Text-to-region grounding data
----------------

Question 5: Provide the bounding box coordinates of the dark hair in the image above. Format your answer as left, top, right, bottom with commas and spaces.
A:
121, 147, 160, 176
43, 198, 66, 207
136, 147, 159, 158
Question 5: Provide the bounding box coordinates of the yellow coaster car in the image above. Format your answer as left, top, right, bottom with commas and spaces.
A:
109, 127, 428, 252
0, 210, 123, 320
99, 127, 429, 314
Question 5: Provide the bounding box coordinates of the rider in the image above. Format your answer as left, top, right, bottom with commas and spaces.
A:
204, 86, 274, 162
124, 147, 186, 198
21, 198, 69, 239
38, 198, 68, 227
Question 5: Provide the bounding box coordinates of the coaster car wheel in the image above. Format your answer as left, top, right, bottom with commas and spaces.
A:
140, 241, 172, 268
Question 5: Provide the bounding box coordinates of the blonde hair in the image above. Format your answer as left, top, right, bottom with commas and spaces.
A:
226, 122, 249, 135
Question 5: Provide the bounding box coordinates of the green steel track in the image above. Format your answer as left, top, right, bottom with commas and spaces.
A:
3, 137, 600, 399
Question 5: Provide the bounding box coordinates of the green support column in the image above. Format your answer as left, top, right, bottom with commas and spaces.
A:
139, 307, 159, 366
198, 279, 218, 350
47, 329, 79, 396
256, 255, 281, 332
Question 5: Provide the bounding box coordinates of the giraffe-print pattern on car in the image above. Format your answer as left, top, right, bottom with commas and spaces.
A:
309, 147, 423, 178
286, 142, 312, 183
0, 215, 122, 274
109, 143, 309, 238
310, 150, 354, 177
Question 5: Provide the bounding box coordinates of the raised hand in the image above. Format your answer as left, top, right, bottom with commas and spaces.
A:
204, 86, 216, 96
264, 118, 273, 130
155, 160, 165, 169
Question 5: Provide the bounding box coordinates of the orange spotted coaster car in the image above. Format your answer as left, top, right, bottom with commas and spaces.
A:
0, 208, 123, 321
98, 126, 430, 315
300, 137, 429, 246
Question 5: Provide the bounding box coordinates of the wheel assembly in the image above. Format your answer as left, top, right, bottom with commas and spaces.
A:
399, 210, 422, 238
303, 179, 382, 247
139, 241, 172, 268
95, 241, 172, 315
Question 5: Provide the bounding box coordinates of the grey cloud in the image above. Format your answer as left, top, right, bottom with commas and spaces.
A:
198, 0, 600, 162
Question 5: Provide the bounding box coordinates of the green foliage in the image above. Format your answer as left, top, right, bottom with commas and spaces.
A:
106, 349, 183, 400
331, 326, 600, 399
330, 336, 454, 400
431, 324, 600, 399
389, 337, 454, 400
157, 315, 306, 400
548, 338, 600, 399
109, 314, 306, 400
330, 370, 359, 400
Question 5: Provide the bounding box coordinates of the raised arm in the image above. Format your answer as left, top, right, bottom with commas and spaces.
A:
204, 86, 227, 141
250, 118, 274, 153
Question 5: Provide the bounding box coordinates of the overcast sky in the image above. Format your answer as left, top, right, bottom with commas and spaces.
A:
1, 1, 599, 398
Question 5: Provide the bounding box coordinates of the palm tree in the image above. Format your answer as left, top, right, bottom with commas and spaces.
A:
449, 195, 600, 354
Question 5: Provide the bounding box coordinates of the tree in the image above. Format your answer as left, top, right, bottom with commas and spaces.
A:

----------------

*Problem requirements*: In the data above, how many lines hold the string "hair"? Give the number by itself.

*Task answer*: 2